### Work to be completed
Rewrite the stretch of the listing from the line containing "of the gold" through the line containing "Target: gold football pants", changing "even-odd rule" to "nonzero winding rule" and leaving everything else as it is.

### Data shown

***

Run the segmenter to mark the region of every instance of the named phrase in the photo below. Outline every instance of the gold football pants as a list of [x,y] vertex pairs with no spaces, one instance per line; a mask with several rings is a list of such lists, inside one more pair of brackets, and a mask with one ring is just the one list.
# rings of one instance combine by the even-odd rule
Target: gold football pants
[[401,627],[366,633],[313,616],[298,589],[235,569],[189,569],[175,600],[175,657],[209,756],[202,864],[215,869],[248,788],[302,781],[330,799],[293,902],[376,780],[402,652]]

***

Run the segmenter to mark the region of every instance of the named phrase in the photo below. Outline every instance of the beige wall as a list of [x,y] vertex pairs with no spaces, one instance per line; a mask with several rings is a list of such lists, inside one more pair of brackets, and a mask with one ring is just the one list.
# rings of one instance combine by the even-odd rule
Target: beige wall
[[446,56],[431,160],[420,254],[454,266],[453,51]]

***

### Final result
Run the segmenter to mark the region of every instance of the named phrase in the photo below. Outline every instance of the gold football pants as a list of [x,y] vertex pairs with no spaces, one instance per line; a mask with several rings is a list of such lists, inside one more pair of brackets, and a mask with one ring is just the one list.
# rings of one instance combine by the nonzero winding rule
Target: gold football pants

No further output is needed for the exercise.